▸ Job 1:
In the 3Sum write-up, reproduce the passage from "To solve this" to "can be formed." word for word.

▸ Passage given:
— Start —
15. 3Sum

 

Finding All Unique Triplets in an Array with Zero Sum

Problem Description

Given an integer array nums, our goal is to return all unique triplets [nums[i], nums[j], nums[k]] such that i != j, i != k, and j != k, and nums[i] + nums[j] + nums[k] == 0.

Intuition

To solve this problem, we need to find triplets in the array that sum up to zero. By sorting the array first, we can efficiently find these triplets using a two-pointer technique. Sorting the array also helps us easily skip duplicate elements and manage indices better.

Approach

  1. Initial Check: If the array has fewer than 3 elements, return an empty list as no triplet can be formed.

  2. Sorting: Sort the array in non-decreasing order, which helps in managing duplicates and using the two-pointer approach.

  3. Iterate and Find Triplets:

    • Use a for-loop to iterate through the array, treating each element as the potential start of a triplet.

    • For each element, use two pointers (startIndex and endIndex) to find pairs that, along with the current element, sum up to zero.

    • Skip duplicate elements to ensure unique triplets.

  4. Two-Pointer Technique:

    • Initialize two pointers: startIndex just after the current element and endIndex at the end of the array.

    • Calculate the total sum of the triplet.

    • If the sum is zero, store the triplet in the results list.

    • If the sum is less than zero, increment the startIndex to increase the sum.

    • If the sum is greater than zero, decrement the endIndex to decrease the sum.

    • Continue this process until the pointers meet.

  5. Result: Return the list of unique triplets.

Complexity Analysis

  • Time Complexity: The time complexity is O(n^2) because sorting the array takes O(n log n) and the nested loop runs in O(n^2).
— End —
▸ Provided material:
— Start —
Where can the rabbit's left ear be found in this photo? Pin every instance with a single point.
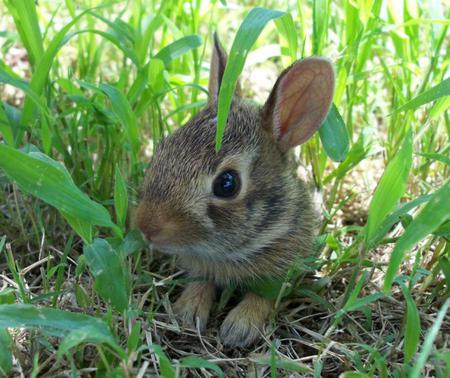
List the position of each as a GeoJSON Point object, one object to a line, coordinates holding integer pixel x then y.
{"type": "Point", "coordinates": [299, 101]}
— End —
— Start —
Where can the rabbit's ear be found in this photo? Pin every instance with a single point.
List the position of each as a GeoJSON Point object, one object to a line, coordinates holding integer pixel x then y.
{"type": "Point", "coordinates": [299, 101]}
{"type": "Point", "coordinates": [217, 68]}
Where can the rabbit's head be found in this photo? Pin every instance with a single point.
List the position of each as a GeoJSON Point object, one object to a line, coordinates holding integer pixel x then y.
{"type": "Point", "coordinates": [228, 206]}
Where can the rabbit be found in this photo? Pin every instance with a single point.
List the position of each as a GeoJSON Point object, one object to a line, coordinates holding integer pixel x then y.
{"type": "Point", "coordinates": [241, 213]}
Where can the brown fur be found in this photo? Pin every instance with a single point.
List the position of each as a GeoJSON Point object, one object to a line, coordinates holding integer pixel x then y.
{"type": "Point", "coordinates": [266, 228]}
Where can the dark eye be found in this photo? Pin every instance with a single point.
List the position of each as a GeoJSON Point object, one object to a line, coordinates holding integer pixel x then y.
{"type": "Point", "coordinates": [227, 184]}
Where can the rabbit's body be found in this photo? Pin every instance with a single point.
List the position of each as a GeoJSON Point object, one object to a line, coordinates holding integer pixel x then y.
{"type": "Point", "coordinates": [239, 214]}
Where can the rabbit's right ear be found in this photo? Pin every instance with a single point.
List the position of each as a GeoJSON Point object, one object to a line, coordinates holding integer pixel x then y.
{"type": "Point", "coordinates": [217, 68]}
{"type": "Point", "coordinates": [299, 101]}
— End —
▸ Job 2:
Pick out each line of the rows that contains the string "found".

▸ Reply 1:
To solve this problem, we need to find triplets in the array that sum up to zero. By sorting the array first, we can efficiently find these triplets using a two-pointer technique. Sorting the array also helps us easily skip duplicate elements and manage indices better.

Approach

  1. Initial Check: If the array has fewer than 3 elements, return an empty list as no triplet can be formed.

▸ Reply 2:
Where can the rabbit's left ear be found in this photo? Pin every instance with a single point.
Where can the rabbit's ear be found in this photo? Pin every instance with a single point.
Where can the rabbit's head be found in this photo? Pin every instance with a single point.
Where can the rabbit be found in this photo? Pin every instance with a single point.
Where can the brown fur be found in this photo? Pin every instance with a single point.
Where can the dark eye be found in this photo? Pin every instance with a single point.
Where can the rabbit's body be found in this photo? Pin every instance with a single point.
Where can the rabbit's right ear be found in this photo? Pin every instance with a single point.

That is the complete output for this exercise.